◆ **Exercise aim**
Write out the lines from the line containing "of the crowd" through the final line of the listing below, exactly, omitting every other line.

[Dataset rows on where objects appear]
-- Begin --

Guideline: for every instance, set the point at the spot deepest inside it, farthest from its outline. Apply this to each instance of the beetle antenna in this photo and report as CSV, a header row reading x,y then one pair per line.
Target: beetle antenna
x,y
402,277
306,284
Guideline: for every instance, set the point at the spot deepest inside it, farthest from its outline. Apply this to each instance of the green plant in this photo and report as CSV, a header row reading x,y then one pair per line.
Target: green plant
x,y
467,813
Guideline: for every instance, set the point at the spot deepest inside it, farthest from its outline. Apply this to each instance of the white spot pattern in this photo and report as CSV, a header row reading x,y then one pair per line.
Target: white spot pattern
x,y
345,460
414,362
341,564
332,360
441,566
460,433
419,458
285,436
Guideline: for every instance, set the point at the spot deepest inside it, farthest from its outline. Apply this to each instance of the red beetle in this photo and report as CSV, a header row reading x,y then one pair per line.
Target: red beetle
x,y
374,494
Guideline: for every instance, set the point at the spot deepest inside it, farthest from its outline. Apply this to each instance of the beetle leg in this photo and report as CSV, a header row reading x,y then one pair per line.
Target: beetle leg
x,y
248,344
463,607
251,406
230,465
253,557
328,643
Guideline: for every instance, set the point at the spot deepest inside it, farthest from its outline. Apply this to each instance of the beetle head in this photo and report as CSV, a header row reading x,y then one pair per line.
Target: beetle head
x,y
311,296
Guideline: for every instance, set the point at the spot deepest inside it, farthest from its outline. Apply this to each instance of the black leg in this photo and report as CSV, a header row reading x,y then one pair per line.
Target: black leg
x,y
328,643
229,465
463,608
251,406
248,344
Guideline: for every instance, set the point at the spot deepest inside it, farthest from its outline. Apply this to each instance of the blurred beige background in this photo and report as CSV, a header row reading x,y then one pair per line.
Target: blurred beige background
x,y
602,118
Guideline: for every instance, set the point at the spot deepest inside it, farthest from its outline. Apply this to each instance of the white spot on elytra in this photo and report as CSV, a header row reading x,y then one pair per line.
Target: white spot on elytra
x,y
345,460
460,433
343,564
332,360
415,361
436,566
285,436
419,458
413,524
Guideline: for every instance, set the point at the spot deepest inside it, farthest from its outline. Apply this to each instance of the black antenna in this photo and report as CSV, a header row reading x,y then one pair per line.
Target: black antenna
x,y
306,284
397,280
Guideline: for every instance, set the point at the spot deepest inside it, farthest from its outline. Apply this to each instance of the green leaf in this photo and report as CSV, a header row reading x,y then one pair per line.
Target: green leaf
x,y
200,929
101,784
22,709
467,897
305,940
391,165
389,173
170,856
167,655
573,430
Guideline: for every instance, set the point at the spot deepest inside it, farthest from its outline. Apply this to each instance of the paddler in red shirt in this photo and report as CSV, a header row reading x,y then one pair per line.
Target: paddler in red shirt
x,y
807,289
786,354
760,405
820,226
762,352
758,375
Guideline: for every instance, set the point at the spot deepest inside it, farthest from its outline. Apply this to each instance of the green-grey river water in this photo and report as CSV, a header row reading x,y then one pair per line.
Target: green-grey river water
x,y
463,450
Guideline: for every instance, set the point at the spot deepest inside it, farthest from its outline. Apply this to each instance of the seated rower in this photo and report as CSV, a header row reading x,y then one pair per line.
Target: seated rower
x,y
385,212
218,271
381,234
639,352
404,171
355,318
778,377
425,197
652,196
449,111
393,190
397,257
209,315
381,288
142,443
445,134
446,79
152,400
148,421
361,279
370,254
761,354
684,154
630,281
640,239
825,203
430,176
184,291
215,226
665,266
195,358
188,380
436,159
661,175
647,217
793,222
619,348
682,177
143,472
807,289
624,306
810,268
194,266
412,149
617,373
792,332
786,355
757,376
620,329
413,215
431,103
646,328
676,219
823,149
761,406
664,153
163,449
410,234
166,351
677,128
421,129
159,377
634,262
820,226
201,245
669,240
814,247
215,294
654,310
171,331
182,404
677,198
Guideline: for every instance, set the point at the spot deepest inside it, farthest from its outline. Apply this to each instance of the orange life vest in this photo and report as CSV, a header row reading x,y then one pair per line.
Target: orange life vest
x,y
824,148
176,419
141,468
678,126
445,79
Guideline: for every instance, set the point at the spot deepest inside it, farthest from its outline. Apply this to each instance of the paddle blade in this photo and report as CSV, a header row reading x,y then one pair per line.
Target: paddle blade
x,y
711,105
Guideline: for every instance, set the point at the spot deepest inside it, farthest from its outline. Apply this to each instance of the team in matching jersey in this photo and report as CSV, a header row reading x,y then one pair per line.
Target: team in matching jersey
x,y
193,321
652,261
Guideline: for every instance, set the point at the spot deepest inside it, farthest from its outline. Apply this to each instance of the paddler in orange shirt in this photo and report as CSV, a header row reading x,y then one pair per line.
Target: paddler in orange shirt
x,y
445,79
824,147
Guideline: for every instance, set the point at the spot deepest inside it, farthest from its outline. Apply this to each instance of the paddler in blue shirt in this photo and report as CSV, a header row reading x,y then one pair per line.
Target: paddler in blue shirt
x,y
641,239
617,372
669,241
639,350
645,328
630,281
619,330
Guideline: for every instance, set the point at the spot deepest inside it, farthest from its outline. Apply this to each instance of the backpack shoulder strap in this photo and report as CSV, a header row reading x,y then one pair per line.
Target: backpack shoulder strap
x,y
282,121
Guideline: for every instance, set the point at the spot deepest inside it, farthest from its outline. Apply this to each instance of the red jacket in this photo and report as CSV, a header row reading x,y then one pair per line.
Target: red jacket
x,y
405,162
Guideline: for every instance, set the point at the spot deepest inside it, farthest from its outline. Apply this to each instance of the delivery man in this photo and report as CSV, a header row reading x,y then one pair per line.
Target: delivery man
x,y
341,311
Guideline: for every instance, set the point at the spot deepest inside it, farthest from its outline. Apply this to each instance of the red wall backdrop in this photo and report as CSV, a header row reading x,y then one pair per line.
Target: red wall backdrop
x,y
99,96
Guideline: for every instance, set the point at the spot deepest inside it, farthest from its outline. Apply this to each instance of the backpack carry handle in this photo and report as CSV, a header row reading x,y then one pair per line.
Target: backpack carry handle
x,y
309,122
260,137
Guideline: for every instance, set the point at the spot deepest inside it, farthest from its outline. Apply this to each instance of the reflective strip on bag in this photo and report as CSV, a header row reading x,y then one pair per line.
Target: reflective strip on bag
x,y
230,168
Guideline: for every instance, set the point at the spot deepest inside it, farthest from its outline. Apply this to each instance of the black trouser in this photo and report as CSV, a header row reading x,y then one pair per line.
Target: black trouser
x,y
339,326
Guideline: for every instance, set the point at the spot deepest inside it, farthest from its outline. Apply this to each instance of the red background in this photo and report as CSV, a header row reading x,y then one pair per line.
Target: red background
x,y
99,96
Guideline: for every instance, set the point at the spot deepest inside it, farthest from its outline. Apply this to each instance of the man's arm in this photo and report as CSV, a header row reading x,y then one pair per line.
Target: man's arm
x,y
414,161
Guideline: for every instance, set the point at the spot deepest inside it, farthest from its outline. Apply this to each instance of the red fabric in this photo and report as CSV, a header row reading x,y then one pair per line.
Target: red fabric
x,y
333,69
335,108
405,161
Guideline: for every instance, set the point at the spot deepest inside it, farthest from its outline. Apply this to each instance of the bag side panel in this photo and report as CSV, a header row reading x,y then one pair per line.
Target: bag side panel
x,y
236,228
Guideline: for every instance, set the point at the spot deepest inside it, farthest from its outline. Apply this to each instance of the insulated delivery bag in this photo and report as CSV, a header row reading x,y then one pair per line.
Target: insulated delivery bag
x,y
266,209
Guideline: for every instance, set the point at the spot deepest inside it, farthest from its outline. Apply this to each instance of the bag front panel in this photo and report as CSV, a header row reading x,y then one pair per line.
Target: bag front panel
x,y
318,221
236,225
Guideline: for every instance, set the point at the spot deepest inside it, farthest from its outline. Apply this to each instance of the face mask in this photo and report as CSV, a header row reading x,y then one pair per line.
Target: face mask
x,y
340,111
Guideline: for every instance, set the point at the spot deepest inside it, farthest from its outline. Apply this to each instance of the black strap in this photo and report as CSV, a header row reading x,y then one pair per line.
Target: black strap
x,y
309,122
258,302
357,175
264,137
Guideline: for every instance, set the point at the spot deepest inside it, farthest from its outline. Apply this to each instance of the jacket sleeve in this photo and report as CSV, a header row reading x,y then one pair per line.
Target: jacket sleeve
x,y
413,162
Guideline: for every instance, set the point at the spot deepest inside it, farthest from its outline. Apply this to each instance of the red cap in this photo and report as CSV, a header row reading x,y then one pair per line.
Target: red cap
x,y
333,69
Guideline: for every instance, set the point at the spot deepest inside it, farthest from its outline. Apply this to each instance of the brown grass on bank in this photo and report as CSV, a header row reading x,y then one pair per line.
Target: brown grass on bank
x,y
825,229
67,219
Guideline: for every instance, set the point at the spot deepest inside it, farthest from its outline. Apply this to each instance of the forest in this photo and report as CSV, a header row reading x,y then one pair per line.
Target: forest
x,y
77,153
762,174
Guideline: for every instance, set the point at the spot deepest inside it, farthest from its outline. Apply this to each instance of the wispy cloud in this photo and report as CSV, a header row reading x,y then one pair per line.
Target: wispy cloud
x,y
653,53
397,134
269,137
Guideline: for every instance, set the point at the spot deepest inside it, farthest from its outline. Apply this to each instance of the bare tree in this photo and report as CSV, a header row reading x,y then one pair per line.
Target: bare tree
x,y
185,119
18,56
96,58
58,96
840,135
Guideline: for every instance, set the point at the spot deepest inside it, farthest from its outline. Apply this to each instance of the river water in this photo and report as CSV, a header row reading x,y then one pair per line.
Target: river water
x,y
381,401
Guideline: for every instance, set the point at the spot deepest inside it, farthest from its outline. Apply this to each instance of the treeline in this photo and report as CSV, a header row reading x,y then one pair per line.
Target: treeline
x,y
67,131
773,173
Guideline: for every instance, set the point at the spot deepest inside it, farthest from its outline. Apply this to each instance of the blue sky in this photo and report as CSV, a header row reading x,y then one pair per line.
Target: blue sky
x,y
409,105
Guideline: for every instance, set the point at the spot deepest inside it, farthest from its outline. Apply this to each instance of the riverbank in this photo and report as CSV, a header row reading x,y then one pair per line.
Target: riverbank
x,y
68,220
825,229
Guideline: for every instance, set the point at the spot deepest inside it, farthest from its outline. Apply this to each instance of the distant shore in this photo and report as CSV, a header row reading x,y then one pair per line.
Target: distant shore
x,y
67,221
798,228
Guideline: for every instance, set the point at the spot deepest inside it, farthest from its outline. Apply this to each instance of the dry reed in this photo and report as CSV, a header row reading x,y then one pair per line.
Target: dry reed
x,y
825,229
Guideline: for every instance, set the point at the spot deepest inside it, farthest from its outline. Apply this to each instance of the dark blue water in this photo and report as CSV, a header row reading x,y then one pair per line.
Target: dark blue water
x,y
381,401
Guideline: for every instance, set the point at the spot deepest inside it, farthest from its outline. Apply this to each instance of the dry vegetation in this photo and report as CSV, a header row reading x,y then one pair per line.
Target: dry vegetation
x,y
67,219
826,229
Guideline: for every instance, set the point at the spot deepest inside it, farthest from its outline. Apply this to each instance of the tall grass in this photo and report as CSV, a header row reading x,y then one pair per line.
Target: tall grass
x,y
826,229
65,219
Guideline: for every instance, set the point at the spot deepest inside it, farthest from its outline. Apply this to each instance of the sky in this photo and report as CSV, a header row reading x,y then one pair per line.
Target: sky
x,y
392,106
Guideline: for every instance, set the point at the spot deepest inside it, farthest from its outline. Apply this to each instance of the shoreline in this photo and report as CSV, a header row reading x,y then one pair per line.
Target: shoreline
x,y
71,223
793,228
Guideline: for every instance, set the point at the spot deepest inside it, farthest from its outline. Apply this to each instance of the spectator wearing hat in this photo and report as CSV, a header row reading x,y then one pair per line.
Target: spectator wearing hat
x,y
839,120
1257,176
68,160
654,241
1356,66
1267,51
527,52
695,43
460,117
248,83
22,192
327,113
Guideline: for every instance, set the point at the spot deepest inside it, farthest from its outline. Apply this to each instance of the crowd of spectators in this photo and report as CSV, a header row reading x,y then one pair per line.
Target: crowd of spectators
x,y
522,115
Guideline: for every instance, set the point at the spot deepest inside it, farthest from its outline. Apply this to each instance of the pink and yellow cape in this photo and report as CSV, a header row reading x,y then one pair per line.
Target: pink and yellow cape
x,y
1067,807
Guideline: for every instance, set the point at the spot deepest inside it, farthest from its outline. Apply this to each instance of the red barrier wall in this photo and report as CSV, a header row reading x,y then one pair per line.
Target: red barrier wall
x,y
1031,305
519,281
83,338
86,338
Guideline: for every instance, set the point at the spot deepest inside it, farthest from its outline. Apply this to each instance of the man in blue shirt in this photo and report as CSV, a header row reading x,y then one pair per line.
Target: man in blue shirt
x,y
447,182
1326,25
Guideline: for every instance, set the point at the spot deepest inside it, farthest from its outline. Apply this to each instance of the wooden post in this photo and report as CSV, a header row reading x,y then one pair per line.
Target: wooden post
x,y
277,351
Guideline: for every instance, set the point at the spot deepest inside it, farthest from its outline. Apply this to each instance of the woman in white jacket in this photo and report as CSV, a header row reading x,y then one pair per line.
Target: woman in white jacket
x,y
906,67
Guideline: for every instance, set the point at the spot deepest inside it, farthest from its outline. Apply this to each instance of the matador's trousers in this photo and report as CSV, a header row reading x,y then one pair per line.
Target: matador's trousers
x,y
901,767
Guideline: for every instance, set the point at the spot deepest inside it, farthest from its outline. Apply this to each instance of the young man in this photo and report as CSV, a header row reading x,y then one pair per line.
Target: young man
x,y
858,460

-- End --

◆ **Task solution**
Guideline: for every instance, set the point at the spot deepest inside it, farthest from its outline. Apply this to each instance of the crowd of spectators in this photo and report as CSV, a header row reading x,y then one pair per line.
Target: crowd of spectators
x,y
522,115
Guideline: for every instance, set the point at the spot deepest inside it, farthest from its outline. Apply this to each instance of the pink and yellow cape in this photo and report as CSV, a header row reading x,y then one pair per line.
Target: pink and yellow cape
x,y
1067,807
Guideline: for every instance, set the point at the spot deepest inside it, farthest from its outline. Apply this to each instance of the red barrier wall in this photo and report as CSV, a header row reading x,y then one pair per line.
Target: red barrier wall
x,y
1031,305
519,281
83,338
86,338
Guideline: for every instance, set the point at the spot deepest inside it, farthest from its outline. Apply this to each instance of the man in blue shirt in this photo and report as CSV, a header row reading x,y then one pair per line.
Target: man in blue shirt
x,y
447,182
1326,25
Guideline: for every instance, set the point at the spot deepest inside it, farthest from its outline. Apply this to each instance of the wooden post in this photo and report as CSV, a header row reading x,y then one pair per line.
Target: wooden post
x,y
277,351
Guideline: for every instance, set the point at the spot deepest inside it, farthest from its outline. Apply this to each instance of the woman in white jacket in this photo and report as CSV, a header row reading x,y then one pair per line.
Target: woman in white jacket
x,y
906,67
Guideline: for every instance, set the point at the spot deepest inside it, farthest from its outline. Apply this to each instance of the matador's trousers in this photo and report as CSV, a header row reading x,y then one pair per line.
Target: matador's trousers
x,y
901,767
Guideline: for every instance, set the point at the spot deepest inside it, farthest from its outline. Apply this to each instance of the young man in this photo and report as CSV, a header row reading x,y then one pair per line.
Target: young man
x,y
858,460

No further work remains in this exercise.